Excerpted passage —

:::::

This article comes from a LinkedIn post by Jérôme Pécresse, President and CEO of GE Renewable Energy. Read more from Pécresse here.
We are heading in the direction of a low carbon future – the way the world thinks about renewable energy has undergone a remarkable change. It is no longer just an idea backed by government subsidies anymore but rather it is now mainstream electricity, competing on par with fossil fuel power generation on costs around the world.
Oil & gas is never going to disappear, but renewable energy is now mainstream. It has achieved grid parity, but as the reliance on government subsidies fades away and the ability in most countries to compete on cost with thermal, our industry is moving into an exciting second phase – one where we can expect to see between 50% to two-thirds of new gigawatt energy coming from renewables.
Over the next 10 to 20 years we will see a paradigm shift with renewables becoming the baseload. Renewable and baseload; two words that until recently would have looked unusual together. However, advances in innovation, scalable, cost-efficient, hybrid technology and auction-based competition are all playing their part in driving this shift. As are customer demands – corporate purchasers increasingly want 100% renewable energy and in most cases we are able to deliver.

:::::

Dataset rows —
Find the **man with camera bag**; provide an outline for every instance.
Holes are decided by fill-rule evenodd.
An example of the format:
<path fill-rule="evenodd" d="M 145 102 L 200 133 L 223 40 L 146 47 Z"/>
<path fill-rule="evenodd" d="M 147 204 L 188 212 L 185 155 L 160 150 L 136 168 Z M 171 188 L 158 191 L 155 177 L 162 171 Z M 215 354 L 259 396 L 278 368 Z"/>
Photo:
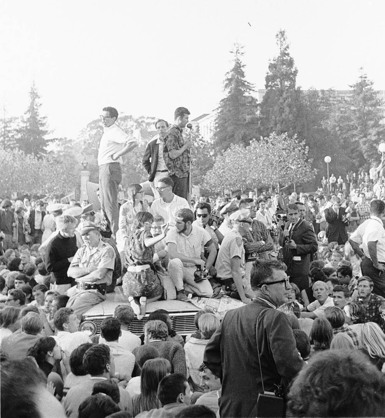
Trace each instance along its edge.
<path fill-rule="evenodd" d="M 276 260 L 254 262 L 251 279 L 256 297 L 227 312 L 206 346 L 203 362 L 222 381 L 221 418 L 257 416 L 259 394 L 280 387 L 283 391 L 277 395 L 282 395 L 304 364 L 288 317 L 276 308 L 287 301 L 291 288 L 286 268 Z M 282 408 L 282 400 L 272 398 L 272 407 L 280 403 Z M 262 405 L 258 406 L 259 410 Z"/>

:::::

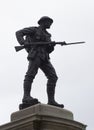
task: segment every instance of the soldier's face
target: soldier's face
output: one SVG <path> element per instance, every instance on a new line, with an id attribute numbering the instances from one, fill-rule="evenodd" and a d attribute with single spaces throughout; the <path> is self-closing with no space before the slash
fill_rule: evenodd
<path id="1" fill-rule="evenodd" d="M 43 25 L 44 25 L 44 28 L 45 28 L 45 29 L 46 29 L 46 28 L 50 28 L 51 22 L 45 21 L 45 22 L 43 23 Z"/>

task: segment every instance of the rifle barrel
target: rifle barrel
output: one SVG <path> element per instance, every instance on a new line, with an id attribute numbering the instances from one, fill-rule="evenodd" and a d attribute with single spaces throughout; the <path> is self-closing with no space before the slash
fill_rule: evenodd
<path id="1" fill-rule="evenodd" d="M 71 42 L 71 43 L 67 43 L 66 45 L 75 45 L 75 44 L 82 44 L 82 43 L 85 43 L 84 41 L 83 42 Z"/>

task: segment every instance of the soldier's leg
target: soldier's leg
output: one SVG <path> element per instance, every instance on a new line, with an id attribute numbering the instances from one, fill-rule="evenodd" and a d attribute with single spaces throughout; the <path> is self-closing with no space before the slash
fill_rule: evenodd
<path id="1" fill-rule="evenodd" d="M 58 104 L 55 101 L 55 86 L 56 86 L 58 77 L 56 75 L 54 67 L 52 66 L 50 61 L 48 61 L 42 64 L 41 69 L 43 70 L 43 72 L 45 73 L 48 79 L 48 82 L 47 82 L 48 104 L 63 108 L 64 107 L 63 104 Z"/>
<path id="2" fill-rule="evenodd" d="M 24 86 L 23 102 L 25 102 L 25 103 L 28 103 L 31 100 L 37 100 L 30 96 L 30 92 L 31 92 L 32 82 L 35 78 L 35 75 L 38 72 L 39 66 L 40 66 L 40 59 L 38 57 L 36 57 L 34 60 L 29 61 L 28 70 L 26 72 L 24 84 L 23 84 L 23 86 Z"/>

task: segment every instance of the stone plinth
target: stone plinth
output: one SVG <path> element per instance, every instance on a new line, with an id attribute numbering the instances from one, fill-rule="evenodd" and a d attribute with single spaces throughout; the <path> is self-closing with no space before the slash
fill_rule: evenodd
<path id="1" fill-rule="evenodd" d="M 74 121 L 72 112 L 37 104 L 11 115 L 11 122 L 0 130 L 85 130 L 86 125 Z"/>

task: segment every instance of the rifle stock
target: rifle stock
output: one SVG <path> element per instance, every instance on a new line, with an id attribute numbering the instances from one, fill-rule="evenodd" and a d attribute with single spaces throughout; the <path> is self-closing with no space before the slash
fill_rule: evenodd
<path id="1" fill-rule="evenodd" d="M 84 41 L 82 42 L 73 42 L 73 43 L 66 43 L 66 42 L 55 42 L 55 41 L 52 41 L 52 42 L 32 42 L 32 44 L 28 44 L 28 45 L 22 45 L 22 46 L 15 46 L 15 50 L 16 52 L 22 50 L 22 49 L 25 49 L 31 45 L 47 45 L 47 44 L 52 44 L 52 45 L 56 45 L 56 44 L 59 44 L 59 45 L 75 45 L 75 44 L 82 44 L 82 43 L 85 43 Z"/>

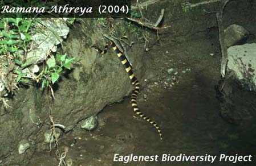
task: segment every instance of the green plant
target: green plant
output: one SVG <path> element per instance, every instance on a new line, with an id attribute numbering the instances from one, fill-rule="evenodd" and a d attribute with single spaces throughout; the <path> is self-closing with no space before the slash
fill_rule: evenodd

:::::

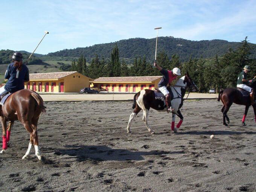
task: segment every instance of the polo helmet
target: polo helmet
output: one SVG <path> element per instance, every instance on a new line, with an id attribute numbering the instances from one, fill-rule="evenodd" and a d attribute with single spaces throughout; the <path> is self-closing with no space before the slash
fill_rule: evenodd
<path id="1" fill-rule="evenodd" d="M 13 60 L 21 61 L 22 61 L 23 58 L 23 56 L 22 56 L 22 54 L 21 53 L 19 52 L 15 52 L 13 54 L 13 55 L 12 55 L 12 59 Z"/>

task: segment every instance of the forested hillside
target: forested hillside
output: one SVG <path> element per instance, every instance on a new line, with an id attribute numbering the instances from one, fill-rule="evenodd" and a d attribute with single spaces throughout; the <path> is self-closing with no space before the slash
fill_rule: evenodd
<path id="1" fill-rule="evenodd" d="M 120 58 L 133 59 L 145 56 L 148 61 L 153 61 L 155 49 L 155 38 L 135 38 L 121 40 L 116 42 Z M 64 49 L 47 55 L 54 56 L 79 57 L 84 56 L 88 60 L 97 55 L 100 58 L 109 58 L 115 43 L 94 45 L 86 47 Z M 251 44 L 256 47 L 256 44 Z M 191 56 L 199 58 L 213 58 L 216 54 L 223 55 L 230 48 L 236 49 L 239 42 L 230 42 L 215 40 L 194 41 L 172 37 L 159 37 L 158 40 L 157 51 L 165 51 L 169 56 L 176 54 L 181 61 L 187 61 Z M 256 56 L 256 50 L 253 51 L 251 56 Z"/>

:::::

The task — Please transcribe the renewable energy passage word for word, starting with "This article comes" and going on through "around the world.".

Solution —
This article comes from a LinkedIn post by Jérôme Pécresse, President and CEO of GE Renewable Energy. Read more from Pécresse here.
We are heading in the direction of a low carbon future – the way the world thinks about renewable energy has undergone a remarkable change. It is no longer just an idea backed by government subsidies anymore but rather it is now mainstream electricity, competing on par with fossil fuel power generation on costs around the world.